— BEGIN Reading text —

Its also worth noting that sometimes the look that a groundrow can achieve is more desirable for the production than lighting from the air. Sometimes (a lot of the time) you might want both, so you can do cool effects to make the sky look more realistic. I find it really depends on my space considerations (where do I have circuits, where is it realistic to put lights, how many can I afford, etc) and what the cyc wants to look like for any given production. I tend to find that the issues associated with a groundrow in terms of space are best addressed by throwing a black scrim DS of the whole operation and having that in from the initial discussion. It makes the cyc go away pretty well, and just takes that space off the table ASAP, and avoids a lot of trip hazard and visibility bits. Either way, its a discussion that needs to be had.


----------



## lwinters630 (Jan 6, 2013)

— END Reading text —
— BEGIN Supplied records —

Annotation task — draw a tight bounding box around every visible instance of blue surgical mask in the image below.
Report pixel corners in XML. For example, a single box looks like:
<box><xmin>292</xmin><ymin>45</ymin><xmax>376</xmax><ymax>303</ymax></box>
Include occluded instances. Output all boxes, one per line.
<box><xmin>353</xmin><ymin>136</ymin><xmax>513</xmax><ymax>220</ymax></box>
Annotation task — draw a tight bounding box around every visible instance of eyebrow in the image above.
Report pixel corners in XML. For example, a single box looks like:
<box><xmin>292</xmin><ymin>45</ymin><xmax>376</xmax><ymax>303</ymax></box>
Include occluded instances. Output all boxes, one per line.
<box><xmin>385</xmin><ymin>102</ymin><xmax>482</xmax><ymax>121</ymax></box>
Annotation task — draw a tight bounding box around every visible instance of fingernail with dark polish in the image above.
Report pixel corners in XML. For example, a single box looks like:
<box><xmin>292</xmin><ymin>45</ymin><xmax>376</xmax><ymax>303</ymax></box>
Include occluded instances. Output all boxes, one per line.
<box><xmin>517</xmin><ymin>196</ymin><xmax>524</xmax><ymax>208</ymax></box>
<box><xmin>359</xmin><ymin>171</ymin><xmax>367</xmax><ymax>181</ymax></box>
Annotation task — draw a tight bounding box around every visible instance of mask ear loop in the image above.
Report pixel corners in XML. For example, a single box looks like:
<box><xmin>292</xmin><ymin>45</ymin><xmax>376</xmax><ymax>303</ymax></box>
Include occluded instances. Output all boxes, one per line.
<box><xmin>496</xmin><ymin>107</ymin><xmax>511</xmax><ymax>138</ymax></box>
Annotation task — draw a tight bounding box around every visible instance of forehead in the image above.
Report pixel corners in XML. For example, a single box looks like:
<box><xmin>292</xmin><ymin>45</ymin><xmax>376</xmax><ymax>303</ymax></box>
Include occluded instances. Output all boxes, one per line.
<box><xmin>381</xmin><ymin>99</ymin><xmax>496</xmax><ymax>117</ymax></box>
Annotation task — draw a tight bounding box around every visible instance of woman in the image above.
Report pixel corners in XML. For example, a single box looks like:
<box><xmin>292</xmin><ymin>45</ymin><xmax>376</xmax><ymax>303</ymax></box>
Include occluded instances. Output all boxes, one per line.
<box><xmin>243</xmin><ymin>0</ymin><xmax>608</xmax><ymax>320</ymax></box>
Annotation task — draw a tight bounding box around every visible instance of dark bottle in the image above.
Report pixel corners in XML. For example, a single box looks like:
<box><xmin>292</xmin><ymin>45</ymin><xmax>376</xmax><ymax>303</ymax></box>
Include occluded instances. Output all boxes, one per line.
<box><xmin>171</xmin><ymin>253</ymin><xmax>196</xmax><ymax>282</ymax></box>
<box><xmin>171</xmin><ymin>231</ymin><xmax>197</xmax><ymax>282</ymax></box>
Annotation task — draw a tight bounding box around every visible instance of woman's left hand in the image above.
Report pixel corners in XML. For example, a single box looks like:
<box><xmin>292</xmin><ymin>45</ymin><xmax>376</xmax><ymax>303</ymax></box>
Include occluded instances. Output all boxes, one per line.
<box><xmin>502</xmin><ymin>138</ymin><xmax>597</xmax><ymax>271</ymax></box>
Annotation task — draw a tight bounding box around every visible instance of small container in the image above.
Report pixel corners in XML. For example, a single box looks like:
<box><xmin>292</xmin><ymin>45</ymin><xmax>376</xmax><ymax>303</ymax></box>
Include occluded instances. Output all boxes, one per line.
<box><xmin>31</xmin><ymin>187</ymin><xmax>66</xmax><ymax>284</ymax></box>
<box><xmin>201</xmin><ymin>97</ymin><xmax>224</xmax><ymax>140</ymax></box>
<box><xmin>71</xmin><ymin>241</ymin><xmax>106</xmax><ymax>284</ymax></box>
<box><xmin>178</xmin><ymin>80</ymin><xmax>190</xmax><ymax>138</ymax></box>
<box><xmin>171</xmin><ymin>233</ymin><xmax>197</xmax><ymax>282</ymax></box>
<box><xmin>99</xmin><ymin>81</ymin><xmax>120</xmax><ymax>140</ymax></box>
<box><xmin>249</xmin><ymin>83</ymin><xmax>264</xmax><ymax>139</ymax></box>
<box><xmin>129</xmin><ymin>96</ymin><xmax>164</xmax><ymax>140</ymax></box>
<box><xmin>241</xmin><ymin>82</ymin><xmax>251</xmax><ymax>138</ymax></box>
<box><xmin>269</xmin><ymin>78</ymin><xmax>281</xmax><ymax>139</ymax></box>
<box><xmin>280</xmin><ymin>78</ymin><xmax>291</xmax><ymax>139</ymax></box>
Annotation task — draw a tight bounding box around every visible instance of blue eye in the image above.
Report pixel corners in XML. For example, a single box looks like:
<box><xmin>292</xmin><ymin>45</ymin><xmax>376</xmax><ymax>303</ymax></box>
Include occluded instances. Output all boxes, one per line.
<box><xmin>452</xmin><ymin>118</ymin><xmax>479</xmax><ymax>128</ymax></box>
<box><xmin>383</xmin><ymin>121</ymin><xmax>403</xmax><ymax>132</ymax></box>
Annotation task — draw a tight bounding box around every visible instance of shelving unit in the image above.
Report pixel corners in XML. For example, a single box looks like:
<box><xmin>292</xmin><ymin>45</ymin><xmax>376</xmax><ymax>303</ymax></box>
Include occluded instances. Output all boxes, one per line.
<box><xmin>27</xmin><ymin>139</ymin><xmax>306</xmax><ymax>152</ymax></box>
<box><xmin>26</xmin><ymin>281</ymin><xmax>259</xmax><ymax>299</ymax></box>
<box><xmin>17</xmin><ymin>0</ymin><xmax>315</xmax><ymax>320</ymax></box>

— END Supplied records —

▸ Tasks to complete:
[a] List the space considerations that the groundrow post gives in parentheses as examples.
[b] Duplicate the groundrow post between "Its also worth" and "(Jan 6, 2013)", inclusive.
These items have no connection to the groundrow post.

▸ Responses to the exercise:
[a]
where do I have circuits
where is it realistic to put lights
how many can I afford

[b]
Its also worth noting that sometimes the look that a groundrow can achieve is more desirable for the production than lighting from the air. Sometimes (a lot of the time) you might want both, so you can do cool effects to make the sky look more realistic. I find it really depends on my space considerations (where do I have circuits, where is it realistic to put lights, how many can I afford, etc) and what the cyc wants to look like for any given production. I tend to find that the issues associated with a groundrow in terms of space are best addressed by throwing a black scrim DS of the whole operation and having that in from the initial discussion. It makes the cyc go away pretty well, and just takes that space off the table ASAP, and avoids a lot of trip hazard and visibility bits. Either way, its a discussion that needs to be had.


----------



## lwinters630 (Jan 6, 2013)